Task goal: Reproduce only the stretch of entries from the line containing "219L7 416L107 395L144" through the line containing "positive clicks: (266, 250)", renaming "rough mask" to "coarse mask" and changing nothing else.

Stored data:
━━━━━━

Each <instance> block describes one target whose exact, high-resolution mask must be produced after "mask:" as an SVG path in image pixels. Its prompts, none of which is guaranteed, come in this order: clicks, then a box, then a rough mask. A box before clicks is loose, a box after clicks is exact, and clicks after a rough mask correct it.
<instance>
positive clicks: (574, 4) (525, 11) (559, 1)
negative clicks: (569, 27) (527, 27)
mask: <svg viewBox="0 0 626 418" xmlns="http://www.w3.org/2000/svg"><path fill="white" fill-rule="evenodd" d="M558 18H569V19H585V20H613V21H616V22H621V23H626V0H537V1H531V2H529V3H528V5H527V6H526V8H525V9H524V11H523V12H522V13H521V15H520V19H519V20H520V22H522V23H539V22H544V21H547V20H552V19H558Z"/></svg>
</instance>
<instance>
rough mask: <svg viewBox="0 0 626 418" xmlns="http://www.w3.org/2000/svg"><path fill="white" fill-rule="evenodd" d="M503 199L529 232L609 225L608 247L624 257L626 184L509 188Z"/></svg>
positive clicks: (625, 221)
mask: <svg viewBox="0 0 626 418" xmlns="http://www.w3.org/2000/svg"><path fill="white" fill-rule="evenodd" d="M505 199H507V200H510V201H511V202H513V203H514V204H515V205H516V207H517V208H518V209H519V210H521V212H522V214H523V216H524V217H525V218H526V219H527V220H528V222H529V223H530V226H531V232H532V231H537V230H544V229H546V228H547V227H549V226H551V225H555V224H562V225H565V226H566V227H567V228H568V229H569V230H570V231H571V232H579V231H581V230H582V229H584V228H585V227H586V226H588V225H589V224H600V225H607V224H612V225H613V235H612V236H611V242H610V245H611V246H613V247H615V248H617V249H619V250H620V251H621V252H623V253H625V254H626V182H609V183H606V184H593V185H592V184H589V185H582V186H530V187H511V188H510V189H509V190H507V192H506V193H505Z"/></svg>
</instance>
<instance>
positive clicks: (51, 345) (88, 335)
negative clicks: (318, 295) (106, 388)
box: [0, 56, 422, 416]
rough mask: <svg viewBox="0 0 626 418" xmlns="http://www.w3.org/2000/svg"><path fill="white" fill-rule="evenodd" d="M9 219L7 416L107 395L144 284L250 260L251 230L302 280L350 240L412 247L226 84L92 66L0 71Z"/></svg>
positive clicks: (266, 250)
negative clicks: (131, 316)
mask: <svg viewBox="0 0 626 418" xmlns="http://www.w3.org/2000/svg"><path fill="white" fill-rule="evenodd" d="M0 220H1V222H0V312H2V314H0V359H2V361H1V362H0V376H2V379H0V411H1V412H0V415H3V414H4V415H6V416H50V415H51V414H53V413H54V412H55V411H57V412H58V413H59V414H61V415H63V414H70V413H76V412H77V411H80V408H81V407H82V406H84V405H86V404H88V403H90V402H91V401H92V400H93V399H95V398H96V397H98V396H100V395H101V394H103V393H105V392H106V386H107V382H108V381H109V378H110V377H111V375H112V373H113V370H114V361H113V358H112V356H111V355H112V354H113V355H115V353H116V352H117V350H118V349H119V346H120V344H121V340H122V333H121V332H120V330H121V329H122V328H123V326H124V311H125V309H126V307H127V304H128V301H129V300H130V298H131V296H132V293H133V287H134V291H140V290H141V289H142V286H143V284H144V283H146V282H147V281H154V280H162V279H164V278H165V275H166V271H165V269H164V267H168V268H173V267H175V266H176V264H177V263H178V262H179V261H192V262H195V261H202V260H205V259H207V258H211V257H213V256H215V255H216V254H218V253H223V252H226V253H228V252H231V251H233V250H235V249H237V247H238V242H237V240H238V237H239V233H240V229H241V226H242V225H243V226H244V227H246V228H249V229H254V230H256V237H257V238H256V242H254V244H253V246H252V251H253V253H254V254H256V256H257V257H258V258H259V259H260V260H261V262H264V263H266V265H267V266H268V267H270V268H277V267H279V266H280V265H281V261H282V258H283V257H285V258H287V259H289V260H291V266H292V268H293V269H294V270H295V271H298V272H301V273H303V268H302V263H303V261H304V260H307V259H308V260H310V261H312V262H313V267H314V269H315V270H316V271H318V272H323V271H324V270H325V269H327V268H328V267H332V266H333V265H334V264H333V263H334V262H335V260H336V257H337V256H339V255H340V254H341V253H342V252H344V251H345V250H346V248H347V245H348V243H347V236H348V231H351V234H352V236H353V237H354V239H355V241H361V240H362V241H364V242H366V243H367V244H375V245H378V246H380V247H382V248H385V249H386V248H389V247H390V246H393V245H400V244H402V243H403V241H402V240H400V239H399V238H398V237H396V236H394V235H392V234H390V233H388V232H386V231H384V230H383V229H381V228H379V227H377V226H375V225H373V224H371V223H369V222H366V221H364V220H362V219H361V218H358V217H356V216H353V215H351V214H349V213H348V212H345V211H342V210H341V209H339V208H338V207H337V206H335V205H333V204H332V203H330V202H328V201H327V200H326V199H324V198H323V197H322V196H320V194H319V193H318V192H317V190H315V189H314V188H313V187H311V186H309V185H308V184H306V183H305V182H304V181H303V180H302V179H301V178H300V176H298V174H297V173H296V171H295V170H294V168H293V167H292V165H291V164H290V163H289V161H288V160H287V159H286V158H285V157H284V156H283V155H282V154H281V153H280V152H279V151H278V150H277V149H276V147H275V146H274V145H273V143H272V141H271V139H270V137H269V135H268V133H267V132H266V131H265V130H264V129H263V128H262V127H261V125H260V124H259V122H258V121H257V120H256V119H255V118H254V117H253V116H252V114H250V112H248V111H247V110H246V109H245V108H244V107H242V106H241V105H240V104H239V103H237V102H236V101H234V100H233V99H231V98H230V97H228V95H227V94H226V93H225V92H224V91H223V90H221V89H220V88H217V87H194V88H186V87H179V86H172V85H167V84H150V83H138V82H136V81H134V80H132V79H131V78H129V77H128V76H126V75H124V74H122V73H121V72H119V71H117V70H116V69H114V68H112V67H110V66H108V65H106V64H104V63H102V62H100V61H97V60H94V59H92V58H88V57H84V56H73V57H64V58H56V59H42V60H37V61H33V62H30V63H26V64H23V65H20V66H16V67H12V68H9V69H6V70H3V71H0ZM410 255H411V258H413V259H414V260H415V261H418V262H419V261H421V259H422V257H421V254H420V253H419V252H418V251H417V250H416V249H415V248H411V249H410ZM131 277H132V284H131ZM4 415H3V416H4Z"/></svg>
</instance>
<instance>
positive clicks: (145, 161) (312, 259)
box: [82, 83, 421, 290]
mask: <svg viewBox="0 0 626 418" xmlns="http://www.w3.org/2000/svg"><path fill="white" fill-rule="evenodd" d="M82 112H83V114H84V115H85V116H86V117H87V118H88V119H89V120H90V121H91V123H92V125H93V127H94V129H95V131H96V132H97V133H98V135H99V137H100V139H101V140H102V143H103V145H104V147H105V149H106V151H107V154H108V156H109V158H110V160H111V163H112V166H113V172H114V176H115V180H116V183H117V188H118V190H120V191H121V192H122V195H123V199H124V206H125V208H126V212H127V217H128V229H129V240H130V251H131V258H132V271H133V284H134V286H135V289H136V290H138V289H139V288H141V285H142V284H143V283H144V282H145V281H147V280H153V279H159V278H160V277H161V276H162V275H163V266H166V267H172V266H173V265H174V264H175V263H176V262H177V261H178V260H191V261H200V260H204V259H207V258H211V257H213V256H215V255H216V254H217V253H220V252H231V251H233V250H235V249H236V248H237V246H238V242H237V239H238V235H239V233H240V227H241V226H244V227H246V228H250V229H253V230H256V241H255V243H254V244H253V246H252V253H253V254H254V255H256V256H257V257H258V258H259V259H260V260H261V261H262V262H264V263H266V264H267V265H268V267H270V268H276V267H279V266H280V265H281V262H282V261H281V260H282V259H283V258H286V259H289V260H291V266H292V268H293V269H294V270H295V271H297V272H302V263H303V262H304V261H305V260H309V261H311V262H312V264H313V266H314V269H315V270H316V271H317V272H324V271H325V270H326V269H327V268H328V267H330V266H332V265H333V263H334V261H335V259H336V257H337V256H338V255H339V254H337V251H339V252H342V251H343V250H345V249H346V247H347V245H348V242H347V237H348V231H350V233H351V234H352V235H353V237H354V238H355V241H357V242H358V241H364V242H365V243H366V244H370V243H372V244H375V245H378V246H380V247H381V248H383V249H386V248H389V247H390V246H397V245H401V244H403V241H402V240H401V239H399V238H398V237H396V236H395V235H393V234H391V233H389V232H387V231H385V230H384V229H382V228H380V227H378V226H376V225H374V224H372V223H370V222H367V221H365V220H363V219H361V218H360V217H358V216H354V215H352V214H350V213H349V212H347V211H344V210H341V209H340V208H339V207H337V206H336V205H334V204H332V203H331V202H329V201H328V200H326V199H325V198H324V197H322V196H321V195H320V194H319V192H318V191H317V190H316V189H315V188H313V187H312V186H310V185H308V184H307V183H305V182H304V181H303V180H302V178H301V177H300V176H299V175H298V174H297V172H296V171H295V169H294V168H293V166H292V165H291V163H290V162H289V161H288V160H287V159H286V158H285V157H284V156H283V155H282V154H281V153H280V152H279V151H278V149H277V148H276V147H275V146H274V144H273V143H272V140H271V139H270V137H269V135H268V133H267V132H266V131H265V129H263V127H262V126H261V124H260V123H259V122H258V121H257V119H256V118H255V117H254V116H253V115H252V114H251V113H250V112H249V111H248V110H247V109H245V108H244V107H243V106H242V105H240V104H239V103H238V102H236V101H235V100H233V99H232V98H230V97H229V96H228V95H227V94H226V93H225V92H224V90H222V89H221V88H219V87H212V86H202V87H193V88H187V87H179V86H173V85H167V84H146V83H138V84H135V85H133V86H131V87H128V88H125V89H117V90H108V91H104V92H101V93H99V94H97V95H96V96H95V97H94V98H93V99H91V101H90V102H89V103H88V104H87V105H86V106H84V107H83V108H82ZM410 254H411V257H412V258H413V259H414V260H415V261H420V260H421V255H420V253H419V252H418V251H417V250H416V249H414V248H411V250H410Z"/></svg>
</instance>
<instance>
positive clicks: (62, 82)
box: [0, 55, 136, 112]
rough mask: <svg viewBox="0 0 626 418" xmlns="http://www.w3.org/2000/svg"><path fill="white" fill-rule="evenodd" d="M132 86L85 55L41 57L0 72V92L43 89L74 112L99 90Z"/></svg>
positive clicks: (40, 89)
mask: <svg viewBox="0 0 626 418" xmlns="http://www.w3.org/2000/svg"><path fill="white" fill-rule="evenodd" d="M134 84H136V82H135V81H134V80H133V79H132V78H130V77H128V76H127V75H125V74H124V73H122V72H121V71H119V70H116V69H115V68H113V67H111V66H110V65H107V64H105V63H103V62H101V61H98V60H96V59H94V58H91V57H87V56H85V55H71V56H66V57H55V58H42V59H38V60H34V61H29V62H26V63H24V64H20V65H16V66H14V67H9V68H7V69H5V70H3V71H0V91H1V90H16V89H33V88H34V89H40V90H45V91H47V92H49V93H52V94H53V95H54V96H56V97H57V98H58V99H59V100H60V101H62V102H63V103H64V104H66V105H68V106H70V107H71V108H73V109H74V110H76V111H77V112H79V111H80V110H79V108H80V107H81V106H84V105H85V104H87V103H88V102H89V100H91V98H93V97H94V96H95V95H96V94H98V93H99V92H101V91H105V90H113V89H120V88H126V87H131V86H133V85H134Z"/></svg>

━━━━━━

Exercise response:
coarse mask: <svg viewBox="0 0 626 418" xmlns="http://www.w3.org/2000/svg"><path fill="white" fill-rule="evenodd" d="M9 219L7 416L107 395L144 284L250 260L251 230L302 280L350 240L412 247L226 84L92 66L0 71Z"/></svg>
positive clicks: (266, 250)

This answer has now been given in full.